* _What to work on_
Start at the line in the entries below that contains "negative clicks: (88, 104)", stop at the line that contains "box: [38, 179, 84, 196]", and output exactly the lines in that span, both ends included.

[Collected data entries]
◆ ◆ ◆ ◆ ◆ ◆ ◆
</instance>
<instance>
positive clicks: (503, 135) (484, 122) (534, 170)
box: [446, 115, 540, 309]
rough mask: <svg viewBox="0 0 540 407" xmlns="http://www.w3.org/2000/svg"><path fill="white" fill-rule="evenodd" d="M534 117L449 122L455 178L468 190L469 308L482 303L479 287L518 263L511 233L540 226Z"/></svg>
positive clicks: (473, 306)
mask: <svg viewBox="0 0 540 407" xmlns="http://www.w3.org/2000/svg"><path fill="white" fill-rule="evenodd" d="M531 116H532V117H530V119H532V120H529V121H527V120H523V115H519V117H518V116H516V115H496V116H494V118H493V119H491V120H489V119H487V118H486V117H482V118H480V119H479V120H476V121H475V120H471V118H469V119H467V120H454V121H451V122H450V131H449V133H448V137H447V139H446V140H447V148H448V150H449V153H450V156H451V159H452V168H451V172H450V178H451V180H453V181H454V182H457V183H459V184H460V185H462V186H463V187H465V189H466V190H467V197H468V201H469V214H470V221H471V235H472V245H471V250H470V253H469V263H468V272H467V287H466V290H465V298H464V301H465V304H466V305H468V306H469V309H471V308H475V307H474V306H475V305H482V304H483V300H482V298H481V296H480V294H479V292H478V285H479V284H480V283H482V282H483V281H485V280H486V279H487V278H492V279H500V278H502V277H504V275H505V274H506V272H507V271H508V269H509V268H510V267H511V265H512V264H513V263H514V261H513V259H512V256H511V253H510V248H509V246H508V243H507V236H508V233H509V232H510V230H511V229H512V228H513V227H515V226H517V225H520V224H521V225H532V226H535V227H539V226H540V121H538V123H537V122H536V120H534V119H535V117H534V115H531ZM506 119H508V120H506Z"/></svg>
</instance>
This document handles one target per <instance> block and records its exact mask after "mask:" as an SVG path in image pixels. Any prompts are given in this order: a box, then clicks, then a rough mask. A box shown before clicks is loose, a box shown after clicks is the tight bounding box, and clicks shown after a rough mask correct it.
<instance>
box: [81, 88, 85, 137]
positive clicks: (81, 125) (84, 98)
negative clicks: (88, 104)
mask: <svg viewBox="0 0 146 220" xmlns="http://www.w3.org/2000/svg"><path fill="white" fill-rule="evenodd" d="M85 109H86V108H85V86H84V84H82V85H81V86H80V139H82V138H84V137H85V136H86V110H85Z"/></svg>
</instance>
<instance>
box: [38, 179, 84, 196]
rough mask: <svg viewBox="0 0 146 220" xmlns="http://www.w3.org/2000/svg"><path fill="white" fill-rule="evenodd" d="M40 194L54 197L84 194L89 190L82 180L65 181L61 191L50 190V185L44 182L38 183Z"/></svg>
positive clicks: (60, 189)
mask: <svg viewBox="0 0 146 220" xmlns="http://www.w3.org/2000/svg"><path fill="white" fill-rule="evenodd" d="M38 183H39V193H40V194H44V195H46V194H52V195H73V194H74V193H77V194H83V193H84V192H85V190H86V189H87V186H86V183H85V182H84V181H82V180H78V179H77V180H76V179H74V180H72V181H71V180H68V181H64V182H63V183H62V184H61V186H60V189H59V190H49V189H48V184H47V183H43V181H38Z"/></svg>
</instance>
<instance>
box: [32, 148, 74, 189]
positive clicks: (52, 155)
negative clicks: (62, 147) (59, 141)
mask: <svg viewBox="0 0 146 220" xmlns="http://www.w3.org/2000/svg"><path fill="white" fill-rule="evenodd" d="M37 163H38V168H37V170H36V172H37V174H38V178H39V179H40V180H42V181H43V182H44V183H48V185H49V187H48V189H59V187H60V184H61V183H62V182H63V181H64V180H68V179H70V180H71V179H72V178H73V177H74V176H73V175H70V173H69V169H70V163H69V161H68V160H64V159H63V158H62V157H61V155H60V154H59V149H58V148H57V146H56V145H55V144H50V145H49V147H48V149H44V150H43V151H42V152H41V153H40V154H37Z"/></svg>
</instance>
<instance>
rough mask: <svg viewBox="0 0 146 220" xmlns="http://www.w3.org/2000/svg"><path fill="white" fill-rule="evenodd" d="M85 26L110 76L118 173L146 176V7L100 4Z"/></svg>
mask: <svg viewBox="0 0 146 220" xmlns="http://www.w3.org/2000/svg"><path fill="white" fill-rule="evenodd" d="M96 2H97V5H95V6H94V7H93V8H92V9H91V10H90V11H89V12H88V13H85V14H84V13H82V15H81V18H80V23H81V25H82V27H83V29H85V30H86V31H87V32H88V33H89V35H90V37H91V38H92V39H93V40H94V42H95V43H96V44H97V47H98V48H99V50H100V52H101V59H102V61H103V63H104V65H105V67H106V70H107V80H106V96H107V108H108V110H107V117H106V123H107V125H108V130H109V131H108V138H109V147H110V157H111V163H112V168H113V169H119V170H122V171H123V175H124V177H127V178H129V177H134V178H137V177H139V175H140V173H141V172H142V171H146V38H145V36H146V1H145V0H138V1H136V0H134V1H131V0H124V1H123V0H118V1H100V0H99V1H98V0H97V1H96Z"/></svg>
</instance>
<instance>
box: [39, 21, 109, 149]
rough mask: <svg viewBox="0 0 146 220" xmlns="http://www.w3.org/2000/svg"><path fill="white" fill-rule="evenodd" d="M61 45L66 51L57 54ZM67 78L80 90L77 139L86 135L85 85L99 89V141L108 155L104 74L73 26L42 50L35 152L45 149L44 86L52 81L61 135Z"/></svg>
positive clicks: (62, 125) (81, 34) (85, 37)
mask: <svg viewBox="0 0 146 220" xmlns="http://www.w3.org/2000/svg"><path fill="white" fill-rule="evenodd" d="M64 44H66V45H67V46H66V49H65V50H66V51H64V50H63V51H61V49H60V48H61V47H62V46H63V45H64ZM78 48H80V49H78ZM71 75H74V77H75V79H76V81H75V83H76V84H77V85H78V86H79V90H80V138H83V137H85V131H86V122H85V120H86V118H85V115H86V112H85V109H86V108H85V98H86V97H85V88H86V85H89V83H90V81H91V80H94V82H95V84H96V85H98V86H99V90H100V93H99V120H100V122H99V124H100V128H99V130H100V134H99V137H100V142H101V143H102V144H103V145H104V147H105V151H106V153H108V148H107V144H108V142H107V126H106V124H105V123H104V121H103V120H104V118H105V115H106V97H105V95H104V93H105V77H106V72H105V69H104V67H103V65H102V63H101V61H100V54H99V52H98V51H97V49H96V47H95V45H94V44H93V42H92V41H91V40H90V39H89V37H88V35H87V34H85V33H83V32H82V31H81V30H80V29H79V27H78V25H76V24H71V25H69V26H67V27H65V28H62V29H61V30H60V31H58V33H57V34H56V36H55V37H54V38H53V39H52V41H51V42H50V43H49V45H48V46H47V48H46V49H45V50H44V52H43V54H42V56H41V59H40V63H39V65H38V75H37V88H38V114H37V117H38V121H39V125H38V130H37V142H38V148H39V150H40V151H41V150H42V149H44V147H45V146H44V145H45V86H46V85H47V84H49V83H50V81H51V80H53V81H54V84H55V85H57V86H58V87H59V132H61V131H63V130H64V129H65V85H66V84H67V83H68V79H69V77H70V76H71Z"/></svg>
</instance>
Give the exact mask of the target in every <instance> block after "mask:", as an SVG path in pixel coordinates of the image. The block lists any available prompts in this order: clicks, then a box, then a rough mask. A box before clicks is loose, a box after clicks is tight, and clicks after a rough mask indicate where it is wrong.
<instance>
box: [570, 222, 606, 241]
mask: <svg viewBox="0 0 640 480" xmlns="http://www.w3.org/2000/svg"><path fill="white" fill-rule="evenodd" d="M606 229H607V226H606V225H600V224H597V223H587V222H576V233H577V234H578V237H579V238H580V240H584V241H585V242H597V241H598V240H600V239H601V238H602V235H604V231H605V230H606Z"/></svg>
◆ ◆ ◆ ◆ ◆ ◆ ◆
* _Answer space_
negative clicks: (88, 104)
mask: <svg viewBox="0 0 146 220" xmlns="http://www.w3.org/2000/svg"><path fill="white" fill-rule="evenodd" d="M85 109H86V108H85V86H84V84H82V85H81V86H80V139H82V138H84V137H85V136H86V110H85Z"/></svg>
</instance>
<instance>
box: [38, 179, 84, 196]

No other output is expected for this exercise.